**WRITTEN TASK**
Could you rewrite only the lines between the line holding "of the cloudy" and the end of the items, inclusive, keeping every line's wording but multiplying each x and y coordinate in the answers by 2.35? Round each result to a whole number, with halves rounded up.

**INFORMATION SHOWN**
--------------------------------------------------
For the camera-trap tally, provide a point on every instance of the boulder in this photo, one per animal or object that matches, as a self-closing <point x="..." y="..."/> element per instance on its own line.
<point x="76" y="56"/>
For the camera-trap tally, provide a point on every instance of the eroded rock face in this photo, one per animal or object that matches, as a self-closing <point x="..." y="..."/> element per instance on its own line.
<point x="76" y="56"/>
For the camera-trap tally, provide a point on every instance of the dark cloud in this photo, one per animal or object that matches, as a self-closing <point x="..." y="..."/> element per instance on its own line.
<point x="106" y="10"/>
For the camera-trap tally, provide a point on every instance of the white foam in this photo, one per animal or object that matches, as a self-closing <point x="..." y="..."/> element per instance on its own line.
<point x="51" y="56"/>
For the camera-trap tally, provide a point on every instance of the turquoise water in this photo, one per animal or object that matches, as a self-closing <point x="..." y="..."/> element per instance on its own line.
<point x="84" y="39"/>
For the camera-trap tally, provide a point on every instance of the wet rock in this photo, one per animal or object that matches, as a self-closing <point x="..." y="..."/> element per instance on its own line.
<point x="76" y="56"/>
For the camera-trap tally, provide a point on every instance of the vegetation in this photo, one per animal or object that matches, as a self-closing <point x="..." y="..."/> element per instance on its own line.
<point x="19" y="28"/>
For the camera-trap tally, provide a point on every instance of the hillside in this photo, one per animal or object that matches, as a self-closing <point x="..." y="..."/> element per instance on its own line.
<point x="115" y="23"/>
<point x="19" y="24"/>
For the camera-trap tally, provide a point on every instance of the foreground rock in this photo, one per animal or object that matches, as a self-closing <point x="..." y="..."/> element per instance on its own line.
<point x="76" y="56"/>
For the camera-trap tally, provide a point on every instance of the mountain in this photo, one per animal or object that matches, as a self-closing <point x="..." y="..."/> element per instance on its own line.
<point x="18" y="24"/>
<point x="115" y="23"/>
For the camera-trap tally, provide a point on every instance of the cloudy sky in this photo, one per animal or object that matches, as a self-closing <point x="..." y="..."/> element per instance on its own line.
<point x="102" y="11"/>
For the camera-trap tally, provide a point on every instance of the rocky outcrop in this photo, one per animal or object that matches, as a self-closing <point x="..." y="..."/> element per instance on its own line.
--------------------------------------------------
**RESULT BELOW**
For the camera-trap tally, provide a point on every instance of the cloudy sky in this photo, one per animal or object that matches, as a self-closing <point x="..." y="..."/> element per instance on its own line.
<point x="240" y="26"/>
For the camera-trap tally, provide a point on every instance of the rocky outcrop in this photo, one per animal or object that matches, as a self-closing <point x="..." y="..."/> element per instance on its own line.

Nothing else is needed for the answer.